• What the task requires
Transcribe exactly the line containing "Detection target: fence post" plus every later line in the data.

• Dataset entries

══════════

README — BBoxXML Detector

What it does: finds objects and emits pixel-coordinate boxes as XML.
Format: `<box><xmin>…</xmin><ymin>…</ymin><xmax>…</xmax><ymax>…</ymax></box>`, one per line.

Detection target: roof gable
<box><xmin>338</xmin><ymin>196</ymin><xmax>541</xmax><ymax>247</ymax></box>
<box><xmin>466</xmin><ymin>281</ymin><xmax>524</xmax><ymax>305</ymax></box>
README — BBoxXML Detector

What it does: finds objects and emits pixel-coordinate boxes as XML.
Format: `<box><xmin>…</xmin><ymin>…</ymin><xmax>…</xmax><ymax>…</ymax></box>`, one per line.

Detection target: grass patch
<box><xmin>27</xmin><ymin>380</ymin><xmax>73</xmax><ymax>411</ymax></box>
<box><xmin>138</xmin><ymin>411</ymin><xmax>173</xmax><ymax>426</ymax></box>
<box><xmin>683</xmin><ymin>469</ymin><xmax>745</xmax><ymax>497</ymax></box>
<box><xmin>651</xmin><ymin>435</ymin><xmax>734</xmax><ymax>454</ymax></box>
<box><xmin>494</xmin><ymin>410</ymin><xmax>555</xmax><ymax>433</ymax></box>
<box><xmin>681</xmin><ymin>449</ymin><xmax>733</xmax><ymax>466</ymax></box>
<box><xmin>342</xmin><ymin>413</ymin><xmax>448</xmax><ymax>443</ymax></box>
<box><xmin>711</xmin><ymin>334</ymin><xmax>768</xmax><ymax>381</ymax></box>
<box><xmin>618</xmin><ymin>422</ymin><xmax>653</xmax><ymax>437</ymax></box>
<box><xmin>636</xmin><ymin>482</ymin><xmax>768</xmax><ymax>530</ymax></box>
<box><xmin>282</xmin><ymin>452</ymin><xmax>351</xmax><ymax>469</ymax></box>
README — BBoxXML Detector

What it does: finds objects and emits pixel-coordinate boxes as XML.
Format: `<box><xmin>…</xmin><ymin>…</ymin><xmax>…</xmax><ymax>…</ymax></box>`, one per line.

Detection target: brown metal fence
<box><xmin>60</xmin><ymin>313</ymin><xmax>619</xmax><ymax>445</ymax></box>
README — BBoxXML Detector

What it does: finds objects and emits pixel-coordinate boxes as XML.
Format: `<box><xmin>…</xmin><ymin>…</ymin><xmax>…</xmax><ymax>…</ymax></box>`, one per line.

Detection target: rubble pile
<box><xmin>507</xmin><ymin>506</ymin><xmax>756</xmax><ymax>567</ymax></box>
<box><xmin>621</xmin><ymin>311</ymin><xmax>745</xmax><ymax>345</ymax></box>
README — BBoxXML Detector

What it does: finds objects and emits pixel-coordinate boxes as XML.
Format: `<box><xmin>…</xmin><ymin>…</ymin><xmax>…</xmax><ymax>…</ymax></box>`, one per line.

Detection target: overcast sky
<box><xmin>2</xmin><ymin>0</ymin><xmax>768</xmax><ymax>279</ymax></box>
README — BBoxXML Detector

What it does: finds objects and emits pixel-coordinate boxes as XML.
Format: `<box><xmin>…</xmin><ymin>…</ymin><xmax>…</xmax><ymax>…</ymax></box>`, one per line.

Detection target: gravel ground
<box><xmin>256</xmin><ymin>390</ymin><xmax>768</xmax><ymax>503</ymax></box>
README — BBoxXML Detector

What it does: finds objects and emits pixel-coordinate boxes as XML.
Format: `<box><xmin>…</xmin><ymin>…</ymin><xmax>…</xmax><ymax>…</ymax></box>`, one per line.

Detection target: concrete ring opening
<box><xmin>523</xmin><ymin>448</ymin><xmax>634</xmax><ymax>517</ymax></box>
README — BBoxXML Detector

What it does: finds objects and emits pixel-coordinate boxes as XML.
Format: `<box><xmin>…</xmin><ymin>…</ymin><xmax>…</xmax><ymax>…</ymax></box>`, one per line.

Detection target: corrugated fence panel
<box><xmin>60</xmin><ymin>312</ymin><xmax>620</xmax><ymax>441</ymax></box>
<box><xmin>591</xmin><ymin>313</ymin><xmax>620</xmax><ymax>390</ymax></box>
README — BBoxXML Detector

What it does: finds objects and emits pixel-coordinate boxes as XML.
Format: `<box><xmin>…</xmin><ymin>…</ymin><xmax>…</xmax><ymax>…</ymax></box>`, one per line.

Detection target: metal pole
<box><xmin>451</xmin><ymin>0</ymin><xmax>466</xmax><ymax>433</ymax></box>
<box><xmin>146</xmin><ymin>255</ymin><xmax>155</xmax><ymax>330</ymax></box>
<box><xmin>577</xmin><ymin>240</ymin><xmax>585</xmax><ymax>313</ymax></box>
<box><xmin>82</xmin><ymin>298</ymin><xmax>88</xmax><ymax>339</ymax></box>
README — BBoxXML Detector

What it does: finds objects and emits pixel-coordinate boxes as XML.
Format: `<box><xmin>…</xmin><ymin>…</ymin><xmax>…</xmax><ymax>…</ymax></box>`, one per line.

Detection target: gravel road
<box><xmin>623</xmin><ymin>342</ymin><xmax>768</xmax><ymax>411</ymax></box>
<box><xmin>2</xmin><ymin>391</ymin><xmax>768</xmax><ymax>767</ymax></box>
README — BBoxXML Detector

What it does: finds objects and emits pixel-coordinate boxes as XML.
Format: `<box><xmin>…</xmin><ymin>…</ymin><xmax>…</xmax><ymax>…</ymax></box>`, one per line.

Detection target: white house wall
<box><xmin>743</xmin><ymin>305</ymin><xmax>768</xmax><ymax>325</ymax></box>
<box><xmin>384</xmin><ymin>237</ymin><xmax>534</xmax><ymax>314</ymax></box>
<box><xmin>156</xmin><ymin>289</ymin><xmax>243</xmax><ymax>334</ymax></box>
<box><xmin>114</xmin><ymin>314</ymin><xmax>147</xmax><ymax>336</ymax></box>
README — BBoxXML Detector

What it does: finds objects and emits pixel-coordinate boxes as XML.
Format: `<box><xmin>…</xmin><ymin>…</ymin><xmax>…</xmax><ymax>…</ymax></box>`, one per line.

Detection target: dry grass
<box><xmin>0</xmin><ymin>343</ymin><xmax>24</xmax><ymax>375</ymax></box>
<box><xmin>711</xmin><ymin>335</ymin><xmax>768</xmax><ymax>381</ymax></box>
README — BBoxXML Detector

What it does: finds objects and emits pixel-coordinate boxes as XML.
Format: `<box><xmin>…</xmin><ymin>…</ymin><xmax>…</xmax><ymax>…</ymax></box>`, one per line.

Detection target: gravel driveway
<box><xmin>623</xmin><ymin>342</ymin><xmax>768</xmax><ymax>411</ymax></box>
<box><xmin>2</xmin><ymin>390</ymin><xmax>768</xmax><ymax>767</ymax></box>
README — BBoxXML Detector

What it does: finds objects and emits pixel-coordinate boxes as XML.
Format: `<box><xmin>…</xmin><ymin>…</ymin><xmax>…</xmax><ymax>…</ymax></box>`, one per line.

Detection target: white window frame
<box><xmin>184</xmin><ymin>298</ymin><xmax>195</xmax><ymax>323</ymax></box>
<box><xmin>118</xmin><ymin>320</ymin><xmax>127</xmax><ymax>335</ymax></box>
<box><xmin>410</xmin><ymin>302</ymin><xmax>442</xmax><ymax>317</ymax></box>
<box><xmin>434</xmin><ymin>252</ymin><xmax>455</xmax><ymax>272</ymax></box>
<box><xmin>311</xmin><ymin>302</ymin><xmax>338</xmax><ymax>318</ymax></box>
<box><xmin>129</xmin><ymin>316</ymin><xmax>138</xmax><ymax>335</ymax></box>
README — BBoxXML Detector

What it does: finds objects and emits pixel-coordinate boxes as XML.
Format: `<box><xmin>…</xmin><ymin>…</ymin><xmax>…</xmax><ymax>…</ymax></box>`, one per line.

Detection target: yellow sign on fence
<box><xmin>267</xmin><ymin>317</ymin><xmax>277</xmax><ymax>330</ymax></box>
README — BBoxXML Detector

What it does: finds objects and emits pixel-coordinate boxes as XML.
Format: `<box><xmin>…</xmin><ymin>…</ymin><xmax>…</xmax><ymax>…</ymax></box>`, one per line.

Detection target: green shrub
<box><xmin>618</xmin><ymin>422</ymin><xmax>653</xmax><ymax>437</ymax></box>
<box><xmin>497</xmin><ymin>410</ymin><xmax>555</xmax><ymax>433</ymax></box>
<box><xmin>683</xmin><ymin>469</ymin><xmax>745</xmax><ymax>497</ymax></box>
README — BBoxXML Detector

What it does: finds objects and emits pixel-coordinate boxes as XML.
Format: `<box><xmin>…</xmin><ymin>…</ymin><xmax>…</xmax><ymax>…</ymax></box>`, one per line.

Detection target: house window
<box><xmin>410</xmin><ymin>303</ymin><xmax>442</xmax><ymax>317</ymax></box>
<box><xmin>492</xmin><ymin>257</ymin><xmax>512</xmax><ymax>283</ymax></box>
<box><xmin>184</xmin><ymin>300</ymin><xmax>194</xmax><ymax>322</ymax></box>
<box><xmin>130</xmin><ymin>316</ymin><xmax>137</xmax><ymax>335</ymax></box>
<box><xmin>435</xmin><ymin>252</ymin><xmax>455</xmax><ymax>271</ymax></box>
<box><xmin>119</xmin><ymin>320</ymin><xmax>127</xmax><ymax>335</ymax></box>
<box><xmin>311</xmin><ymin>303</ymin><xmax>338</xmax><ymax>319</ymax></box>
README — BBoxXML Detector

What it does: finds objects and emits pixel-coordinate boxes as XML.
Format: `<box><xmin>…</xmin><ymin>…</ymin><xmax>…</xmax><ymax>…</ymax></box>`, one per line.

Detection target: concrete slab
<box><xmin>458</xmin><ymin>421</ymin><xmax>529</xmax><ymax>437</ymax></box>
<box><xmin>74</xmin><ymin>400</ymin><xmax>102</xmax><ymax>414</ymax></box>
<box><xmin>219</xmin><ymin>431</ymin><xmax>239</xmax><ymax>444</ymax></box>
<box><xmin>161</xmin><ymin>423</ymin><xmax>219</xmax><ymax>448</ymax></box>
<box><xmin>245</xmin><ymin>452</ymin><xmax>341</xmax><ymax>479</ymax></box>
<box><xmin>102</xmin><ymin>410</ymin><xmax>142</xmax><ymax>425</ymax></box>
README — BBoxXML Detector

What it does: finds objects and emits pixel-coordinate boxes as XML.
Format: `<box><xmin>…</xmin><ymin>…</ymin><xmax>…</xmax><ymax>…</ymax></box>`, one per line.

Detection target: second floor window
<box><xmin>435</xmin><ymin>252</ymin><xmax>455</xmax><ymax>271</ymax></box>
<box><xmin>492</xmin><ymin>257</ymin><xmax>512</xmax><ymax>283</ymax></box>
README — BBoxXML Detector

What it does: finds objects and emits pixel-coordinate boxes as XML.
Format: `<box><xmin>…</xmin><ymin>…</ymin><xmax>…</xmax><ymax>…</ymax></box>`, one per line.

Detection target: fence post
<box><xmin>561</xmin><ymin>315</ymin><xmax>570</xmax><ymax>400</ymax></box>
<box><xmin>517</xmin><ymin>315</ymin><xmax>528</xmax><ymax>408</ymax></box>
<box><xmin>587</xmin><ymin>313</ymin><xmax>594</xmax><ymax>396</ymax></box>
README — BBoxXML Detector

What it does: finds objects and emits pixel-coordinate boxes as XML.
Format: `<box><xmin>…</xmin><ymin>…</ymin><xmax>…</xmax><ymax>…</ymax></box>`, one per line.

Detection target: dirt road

══════════

• Exercise solution
Detection target: fence post
<box><xmin>561</xmin><ymin>315</ymin><xmax>570</xmax><ymax>400</ymax></box>
<box><xmin>517</xmin><ymin>315</ymin><xmax>528</xmax><ymax>408</ymax></box>
<box><xmin>587</xmin><ymin>313</ymin><xmax>594</xmax><ymax>396</ymax></box>
README — BBoxXML Detector

What it does: finds objects and emits pixel-coordinate boxes as XML.
Format: `<box><xmin>…</xmin><ymin>…</ymin><xmax>…</xmax><ymax>…</ymax></box>`, one per line.

Detection target: dirt road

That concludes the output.